§ **REQUIREMENT**
Take the line that contains "Query: rocky outcrop" as the first line and the last line of the material below as the final one; reproduce exactly the lines between, inclusive.

§ **RECORDS FOR PROCESSING**
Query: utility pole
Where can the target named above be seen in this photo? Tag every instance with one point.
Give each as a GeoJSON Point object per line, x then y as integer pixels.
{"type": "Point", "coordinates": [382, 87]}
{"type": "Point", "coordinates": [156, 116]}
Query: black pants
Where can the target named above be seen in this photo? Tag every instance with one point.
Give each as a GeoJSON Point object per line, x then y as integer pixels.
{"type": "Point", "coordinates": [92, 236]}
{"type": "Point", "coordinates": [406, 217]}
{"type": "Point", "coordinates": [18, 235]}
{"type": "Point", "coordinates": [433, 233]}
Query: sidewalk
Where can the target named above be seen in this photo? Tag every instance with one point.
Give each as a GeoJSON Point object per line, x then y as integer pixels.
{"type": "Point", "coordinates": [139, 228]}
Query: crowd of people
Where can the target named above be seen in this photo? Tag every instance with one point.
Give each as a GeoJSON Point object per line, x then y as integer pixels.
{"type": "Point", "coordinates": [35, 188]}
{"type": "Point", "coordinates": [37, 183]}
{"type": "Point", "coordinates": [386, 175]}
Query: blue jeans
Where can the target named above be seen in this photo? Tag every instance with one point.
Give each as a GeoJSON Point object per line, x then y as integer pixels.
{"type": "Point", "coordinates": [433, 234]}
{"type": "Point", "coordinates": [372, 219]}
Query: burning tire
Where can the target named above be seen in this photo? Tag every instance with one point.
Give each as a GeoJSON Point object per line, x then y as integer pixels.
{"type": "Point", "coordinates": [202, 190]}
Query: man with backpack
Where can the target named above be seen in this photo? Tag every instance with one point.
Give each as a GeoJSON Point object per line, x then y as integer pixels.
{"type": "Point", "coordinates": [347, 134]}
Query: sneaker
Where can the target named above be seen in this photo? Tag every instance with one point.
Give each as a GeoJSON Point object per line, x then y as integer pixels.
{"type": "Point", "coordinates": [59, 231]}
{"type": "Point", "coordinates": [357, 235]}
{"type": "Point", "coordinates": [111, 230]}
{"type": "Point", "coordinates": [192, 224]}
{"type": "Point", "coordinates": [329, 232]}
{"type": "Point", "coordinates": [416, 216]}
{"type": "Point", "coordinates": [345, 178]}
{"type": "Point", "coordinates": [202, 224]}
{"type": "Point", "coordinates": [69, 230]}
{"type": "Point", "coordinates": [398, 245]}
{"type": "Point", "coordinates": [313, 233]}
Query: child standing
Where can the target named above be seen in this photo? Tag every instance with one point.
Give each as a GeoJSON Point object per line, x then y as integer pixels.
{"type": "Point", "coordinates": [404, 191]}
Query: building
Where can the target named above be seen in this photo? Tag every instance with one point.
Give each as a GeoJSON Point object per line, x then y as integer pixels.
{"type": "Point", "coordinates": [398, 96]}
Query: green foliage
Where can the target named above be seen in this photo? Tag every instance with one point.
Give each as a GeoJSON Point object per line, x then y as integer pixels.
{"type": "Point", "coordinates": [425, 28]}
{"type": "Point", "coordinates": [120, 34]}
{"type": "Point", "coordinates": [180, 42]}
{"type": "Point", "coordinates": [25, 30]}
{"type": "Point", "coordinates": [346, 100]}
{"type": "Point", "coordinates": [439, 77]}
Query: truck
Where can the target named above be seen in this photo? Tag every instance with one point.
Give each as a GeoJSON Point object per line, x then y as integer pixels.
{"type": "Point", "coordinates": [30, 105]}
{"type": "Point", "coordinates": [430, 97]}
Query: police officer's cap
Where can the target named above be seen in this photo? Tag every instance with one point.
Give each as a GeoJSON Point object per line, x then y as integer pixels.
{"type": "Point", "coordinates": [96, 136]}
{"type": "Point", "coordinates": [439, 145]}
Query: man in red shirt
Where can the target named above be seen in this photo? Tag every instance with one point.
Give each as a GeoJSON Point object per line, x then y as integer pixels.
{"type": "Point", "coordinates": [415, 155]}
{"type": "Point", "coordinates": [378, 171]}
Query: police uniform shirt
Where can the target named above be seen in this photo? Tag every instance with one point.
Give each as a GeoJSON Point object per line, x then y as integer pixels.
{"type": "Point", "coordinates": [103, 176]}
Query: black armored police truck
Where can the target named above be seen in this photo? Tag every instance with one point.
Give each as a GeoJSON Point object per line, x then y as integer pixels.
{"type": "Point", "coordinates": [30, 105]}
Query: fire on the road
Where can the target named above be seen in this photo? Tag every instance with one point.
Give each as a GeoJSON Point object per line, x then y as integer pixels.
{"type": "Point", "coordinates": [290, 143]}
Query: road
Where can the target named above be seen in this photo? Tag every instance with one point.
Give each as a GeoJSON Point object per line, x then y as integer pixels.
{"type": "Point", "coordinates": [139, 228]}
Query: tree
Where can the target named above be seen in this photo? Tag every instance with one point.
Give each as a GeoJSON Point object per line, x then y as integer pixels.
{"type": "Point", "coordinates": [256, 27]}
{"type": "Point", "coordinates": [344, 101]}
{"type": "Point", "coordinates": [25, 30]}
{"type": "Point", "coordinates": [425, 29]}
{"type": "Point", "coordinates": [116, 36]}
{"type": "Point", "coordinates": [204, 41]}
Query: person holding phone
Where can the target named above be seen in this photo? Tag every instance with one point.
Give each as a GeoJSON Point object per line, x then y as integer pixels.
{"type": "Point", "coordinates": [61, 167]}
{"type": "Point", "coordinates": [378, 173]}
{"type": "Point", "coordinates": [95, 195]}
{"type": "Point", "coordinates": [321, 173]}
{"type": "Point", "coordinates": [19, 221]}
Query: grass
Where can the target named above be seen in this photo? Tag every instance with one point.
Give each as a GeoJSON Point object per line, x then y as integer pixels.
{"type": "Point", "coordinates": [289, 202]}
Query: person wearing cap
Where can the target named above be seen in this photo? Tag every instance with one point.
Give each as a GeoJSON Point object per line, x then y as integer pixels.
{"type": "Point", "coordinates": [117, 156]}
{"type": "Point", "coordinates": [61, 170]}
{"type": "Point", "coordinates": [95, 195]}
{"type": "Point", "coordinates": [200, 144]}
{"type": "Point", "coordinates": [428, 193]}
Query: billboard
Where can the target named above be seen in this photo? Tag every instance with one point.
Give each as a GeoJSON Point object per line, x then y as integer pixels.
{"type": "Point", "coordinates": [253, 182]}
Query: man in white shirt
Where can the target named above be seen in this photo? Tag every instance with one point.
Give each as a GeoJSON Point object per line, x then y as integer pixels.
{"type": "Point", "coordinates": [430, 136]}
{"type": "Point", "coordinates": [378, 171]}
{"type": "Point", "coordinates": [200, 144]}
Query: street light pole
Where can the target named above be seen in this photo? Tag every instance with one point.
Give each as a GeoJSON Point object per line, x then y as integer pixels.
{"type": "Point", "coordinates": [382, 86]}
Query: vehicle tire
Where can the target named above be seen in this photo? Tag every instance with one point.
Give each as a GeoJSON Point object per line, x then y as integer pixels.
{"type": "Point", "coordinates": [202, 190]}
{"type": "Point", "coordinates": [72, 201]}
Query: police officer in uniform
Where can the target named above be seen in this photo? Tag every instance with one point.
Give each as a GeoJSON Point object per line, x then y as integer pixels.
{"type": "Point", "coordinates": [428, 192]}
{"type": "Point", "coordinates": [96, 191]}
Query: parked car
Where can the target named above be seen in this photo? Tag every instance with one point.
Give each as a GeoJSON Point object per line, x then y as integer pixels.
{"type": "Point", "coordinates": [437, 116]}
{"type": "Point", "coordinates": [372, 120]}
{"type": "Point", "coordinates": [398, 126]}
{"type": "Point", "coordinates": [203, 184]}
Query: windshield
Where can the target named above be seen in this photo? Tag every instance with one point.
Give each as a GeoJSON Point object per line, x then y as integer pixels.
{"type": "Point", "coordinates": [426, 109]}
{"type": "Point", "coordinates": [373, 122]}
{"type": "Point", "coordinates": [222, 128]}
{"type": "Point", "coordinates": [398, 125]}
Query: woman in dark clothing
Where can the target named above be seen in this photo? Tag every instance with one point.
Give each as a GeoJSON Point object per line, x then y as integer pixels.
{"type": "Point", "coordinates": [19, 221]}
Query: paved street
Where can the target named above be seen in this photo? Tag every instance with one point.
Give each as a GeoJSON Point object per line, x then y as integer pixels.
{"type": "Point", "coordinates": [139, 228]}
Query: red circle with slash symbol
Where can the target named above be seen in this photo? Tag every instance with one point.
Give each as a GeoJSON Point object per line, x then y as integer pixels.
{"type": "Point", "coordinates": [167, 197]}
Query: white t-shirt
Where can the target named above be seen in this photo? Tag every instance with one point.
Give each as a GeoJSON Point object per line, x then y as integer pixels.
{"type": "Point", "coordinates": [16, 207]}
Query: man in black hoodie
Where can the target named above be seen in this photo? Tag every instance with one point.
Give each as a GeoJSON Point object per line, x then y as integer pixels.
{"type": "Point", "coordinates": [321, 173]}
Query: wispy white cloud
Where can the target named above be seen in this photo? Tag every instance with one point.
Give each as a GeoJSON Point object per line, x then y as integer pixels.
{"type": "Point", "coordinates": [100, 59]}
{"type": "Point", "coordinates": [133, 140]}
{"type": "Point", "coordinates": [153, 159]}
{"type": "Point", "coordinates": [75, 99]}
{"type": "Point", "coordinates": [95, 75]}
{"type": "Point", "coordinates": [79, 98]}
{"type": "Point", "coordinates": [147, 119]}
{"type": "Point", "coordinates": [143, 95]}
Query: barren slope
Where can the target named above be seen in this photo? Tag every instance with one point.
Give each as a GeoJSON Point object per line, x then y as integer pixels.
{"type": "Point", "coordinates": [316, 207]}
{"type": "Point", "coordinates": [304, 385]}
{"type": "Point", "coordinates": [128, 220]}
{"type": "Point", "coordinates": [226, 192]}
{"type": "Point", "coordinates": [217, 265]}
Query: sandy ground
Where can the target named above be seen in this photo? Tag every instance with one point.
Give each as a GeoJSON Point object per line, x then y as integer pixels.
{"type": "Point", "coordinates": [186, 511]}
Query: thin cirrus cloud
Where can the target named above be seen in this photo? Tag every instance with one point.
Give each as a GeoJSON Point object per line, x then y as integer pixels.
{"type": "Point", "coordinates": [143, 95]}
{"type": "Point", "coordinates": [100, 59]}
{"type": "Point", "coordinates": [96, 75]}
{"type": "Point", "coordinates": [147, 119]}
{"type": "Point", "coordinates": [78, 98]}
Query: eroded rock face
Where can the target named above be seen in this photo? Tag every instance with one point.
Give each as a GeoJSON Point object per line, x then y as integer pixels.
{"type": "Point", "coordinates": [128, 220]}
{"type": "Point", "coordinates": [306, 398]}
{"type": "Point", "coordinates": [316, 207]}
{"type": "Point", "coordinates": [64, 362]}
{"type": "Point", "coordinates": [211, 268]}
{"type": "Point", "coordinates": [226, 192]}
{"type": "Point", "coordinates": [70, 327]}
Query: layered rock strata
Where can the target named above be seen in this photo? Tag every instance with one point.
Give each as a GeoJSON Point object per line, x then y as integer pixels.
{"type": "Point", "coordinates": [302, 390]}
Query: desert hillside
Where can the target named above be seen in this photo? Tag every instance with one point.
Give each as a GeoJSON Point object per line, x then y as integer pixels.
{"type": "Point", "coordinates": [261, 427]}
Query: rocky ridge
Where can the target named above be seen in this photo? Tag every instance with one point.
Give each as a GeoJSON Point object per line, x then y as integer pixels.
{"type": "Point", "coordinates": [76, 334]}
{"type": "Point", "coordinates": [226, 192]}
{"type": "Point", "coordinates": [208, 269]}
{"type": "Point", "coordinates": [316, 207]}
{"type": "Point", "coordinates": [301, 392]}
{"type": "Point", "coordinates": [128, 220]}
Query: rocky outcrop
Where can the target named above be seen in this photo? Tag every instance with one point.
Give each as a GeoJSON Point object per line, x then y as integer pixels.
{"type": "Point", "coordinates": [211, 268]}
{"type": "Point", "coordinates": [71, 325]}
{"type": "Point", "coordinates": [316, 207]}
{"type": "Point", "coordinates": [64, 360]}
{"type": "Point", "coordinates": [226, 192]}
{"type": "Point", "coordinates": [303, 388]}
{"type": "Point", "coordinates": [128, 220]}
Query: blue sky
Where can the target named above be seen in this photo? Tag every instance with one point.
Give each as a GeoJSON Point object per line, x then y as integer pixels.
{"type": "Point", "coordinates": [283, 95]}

§ **WRITTEN SOLUTION**
Query: rocky outcrop
Where can the target named above be seen in this photo? Tag every instance with one point.
Give each as a GeoJSON Point object per line, x then y as integer pixels.
{"type": "Point", "coordinates": [211, 268]}
{"type": "Point", "coordinates": [71, 325]}
{"type": "Point", "coordinates": [316, 207]}
{"type": "Point", "coordinates": [64, 360]}
{"type": "Point", "coordinates": [226, 192]}
{"type": "Point", "coordinates": [303, 388]}
{"type": "Point", "coordinates": [128, 220]}
Query: blue sky
Where can the target named above be seen in this photo? Tag every instance with one point.
Give each as a GeoJSON Point object per line, x then y as integer pixels.
{"type": "Point", "coordinates": [283, 95]}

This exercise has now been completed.